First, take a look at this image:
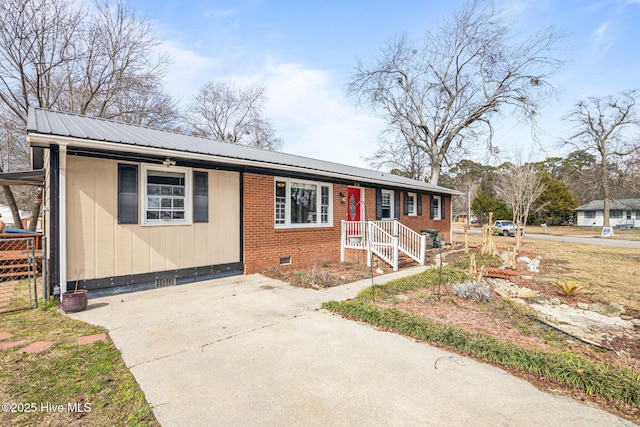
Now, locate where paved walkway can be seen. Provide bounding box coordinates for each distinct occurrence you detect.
[70,269,633,427]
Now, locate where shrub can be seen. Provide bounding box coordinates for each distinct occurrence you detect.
[553,280,585,297]
[452,281,491,302]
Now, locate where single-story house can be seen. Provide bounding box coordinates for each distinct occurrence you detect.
[27,108,458,296]
[576,199,640,228]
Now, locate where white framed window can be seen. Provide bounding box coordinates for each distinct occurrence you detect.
[274,178,333,228]
[380,190,393,219]
[140,165,192,225]
[407,193,418,216]
[610,209,624,218]
[431,196,442,220]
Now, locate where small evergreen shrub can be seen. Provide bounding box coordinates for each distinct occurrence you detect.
[452,280,491,302]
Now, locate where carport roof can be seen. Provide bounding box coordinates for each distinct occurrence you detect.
[27,108,461,195]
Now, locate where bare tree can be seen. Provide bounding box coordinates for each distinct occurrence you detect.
[0,0,178,229]
[365,129,429,181]
[186,82,282,151]
[495,164,546,251]
[562,90,640,227]
[349,1,562,184]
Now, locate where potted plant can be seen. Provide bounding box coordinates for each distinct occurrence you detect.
[60,269,87,313]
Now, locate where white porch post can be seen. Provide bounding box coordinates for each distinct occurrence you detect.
[391,234,399,271]
[420,234,427,265]
[367,221,374,267]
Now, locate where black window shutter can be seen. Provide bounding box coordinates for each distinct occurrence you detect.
[118,163,138,224]
[393,190,400,219]
[429,195,435,219]
[404,191,409,215]
[193,171,209,222]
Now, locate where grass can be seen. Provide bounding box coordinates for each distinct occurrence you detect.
[322,292,640,407]
[454,234,640,312]
[0,302,159,426]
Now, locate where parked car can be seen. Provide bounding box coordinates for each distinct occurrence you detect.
[493,219,523,236]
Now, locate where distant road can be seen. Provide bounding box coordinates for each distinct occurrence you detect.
[453,228,640,249]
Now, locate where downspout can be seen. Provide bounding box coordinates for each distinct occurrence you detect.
[58,145,67,293]
[49,145,60,298]
[449,196,456,246]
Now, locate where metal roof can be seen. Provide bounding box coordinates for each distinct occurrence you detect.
[575,199,640,211]
[0,169,44,186]
[27,108,461,195]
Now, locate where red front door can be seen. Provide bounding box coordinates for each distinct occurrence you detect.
[347,187,362,221]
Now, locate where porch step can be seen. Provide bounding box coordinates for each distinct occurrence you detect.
[398,256,420,270]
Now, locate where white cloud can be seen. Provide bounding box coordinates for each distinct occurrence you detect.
[592,22,613,53]
[155,41,384,167]
[264,63,384,167]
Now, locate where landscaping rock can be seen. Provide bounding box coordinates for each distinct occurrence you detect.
[589,303,622,317]
[527,258,540,273]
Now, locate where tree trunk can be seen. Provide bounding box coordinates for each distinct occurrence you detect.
[429,161,441,185]
[2,185,22,228]
[602,160,611,227]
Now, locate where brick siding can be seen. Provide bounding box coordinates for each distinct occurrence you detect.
[242,173,451,274]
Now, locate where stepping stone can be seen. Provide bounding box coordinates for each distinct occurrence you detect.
[0,340,27,350]
[78,333,107,345]
[18,341,53,353]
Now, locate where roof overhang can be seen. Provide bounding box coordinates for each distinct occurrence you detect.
[0,169,44,186]
[27,132,463,196]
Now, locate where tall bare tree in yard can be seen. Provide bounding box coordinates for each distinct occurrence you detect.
[563,90,640,227]
[0,0,177,229]
[186,82,282,151]
[495,164,546,251]
[349,1,562,184]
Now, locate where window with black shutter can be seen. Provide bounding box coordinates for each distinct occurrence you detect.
[193,171,209,222]
[118,163,138,224]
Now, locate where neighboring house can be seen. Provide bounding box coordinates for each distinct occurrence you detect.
[22,109,458,296]
[576,199,640,228]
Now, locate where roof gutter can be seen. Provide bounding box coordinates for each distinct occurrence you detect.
[27,132,462,196]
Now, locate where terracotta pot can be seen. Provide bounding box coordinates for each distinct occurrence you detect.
[60,289,87,313]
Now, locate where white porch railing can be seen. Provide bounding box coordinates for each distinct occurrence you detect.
[340,221,427,271]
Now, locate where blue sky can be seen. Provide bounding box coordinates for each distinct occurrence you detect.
[122,0,640,171]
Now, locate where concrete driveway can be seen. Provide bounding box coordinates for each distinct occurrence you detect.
[71,269,634,426]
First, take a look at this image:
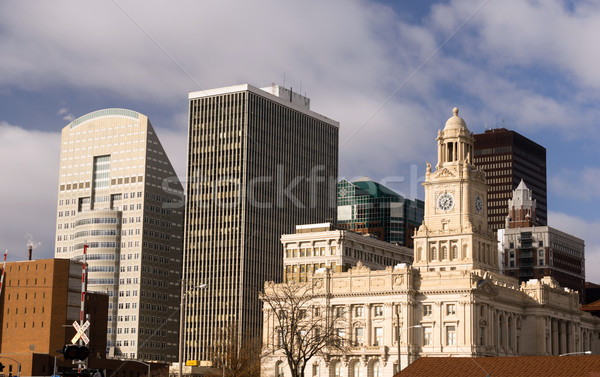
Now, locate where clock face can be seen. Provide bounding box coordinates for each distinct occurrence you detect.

What to work on: Report each line of the material above that contains the word "tree", copying every such line in full.

Solution to this task:
Now, locate where bare tree can be seen. Provide bounding box coordinates for each distinct occurrence you detect.
Now, locate where tree trunk can be seen. Provide bounding box coordinates for each distinct occurrence you detect.
Now, locate where tall bare tree in yard can be seen. Provide bounding box coordinates for each distinct occurrence you detect.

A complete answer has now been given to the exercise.